--- Problem 1 ---
Answer these questions using the gender detection text:
(a) What three values can GenderDetector return?
(b) In the "Jamie" example, what count would the web services report?
(c) How does the text describe a set?
--- Problem 2 ---
Quote the passage of the gender detection text between "We're going to" and "probability of 0.8)", inclusive.

--- Selected text ---
--------------------

2. Gender Detection

Figuring out genders from names

We're going to use 3 different methods, all of which use a similar philosophy. Essentially, each of these services have build databases from datasets where genders are known or can be identified. For example, national census data and social media profiles.

  • GenderDetector can be run locally, but only provides "male", "female" or "unknown", and has a limitted number of names in the database.
  • genderize.io and Gender API are web services that allow us to query names and return genders
    • Each of these services provides a "probability" that the gender is correct (so if "Jamie" shows up 80 times in their data as a female name, and 20 times as a male name, they'll say it's "female" with a probability of 0.8)
    • They also tell us how certain we can be of that gender by telling us how many times that name shows up (in the above example, the count would be 100. This is useful because some names might only have 1 or 2 entries, in which case a 100% probability of being male would be less reliable than a name that has 1000 entries.

The web APIs have superior data, but the problem is that they are services that require you to pay if you make more than a certain number of queries in a short period of time. The owners of both services have generously provided me with enough queries to do this research for free.

Getting names to query

First, we'll take the names from our pubmed queries and collapse them into sets. We don't really need to query the name "John" a thousand times - once will do. I'm going to loop through the csv we wrote out in the last section and pull the fourth column, which contains our author name.


In [ ]:
import os
os.chdir("../data/pubdata")

In [ ]:
names = []
with open("comp.csv") as infile:
    for line in infile:
        names.append(line.split(",")[5])

Then we'll convert the list to a set, which is an unordered array of unique values (so it removes duplicates)


In [ ]:
print(len(names))

names = set(names)
print(len(names))

Here's a function that does the same thing.


In [ ]:
def get_unique_names(csv_file):
    names = []
    with open(csv_file) as infile:
        for line in infile:
            names.append(line.split(",")[5])

--------------------

--- Data extract ---
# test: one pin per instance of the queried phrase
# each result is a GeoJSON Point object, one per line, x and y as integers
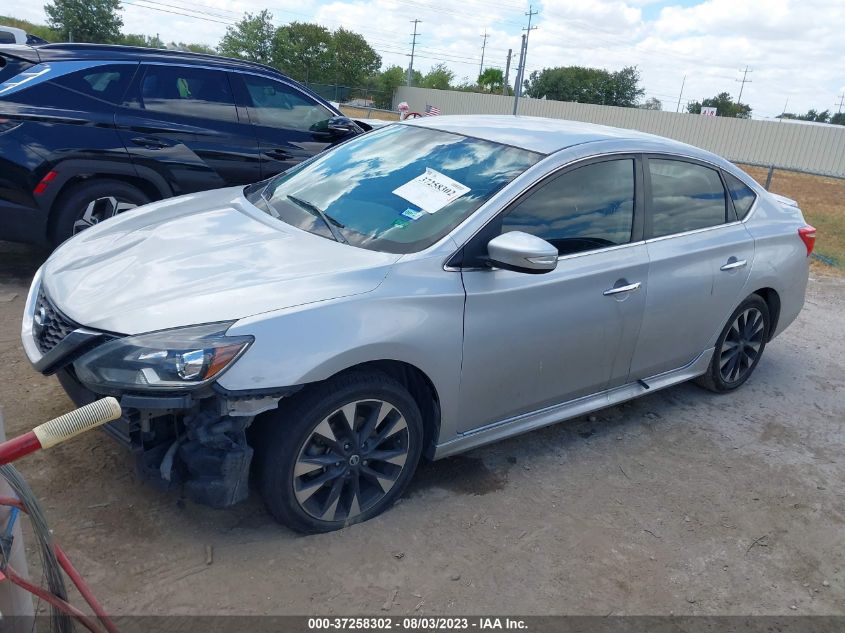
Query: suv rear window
{"type": "Point", "coordinates": [108, 83]}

--------------------

--- Full solution 1 ---
(a) "male", "female" or "unknown"
(b) 100
(c) An unordered array of unique values, which removes duplicates.

--- Full solution 2 ---
We're going to use 3 different methods, all of which use a similar philosophy. Essentially, each of these services have build databases from datasets where genders are known or can be identified. For example, national census data and social media profiles.

  • GenderDetector can be run locally, but only provides "male", "female" or "unknown", and has a limitted number of names in the database.
  • genderize.io and Gender API are web services that allow us to query names and return genders
    • Each of these services provides a "probability" that the gender is correct (so if "Jamie" shows up 80 times in their data as a female name, and 20 times as a male name, they'll say it's "female" with a probability of 0.8)